__List of tasks__:
1. Extract the passage from the article on footballer Colin Taylor, starting at "Colin David Taylor" and ending at "Second Division fixture.".
2. In the listing, rewrite the lines starting at the line that contains "The locator SHOULD return, for each instance of the man's" and ending at the line that contains "x=780 y=330", swapping "face" for "head" and changing nothing else. Return only those lines.

Colin David Taylor (born 25 December 1971) is an English former footballer who played as a striker in the Football League for Wolverhampton Wanderers.

Career
Taylor joined Wolverhampton Wanderers in 1987 as a YTS apprentice, before signing professional forms in March 1990. He made his senior debut on 25 September 1990 as a substitute in a goalless League Cup tie at Hull. His only league goals for Wolves came on 22 December 1990 when he scored twice against Millwall in a Second Division fixture.

Although the striker had a prolific record at youth and reserve team level, first team opportunities at Molineux were at the time limited due to the goalscoring duo of Steve Bull and Andy Mutch. Taylor instead had several loan spells at lower league teams to gain playing time, representing Wigan Athletic in the 1991–92 season (scoring twice), and both Preston and Doncaster in 1992–93.

__Material for this task__:
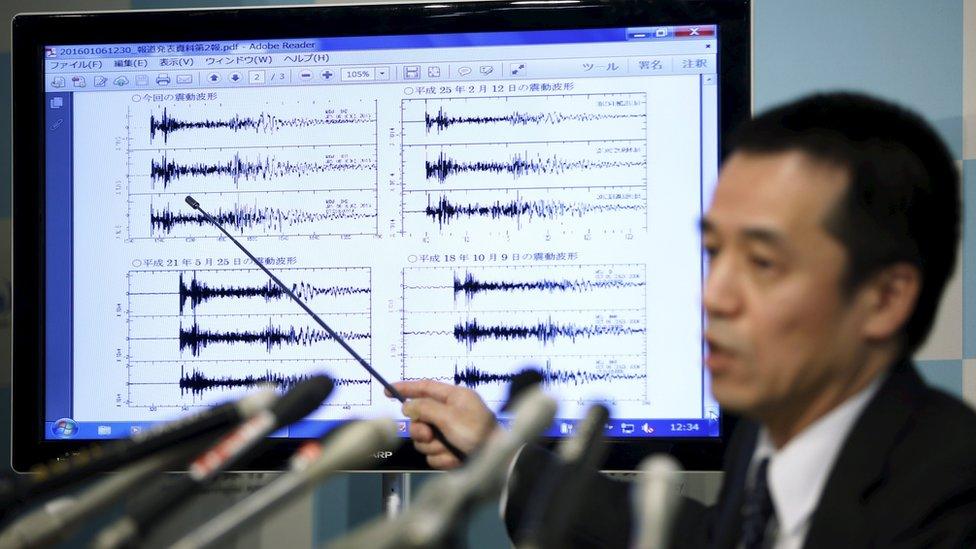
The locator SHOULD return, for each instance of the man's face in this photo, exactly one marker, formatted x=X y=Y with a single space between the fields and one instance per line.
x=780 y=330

---

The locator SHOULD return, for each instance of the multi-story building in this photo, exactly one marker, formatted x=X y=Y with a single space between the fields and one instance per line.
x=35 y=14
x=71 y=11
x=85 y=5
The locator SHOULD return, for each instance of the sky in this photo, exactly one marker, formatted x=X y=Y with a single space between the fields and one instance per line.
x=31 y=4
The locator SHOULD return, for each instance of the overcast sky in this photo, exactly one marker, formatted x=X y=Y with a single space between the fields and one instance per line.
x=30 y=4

__Completed exercise__:
1.
Colin David Taylor (born 25 December 1971) is an English former footballer who played as a striker in the Football League for Wolverhampton Wanderers.

Career
Taylor joined Wolverhampton Wanderers in 1987 as a YTS apprentice, before signing professional forms in March 1990. He made his senior debut on 25 September 1990 as a substitute in a goalless League Cup tie at Hull. His only league goals for Wolves came on 22 December 1990 when he scored twice against Millwall in a Second Division fixture.

2.
The locator SHOULD return, for each instance of the man's head in this photo, exactly one marker, formatted x=X y=Y with a single space between the fields and one instance per line.
x=780 y=330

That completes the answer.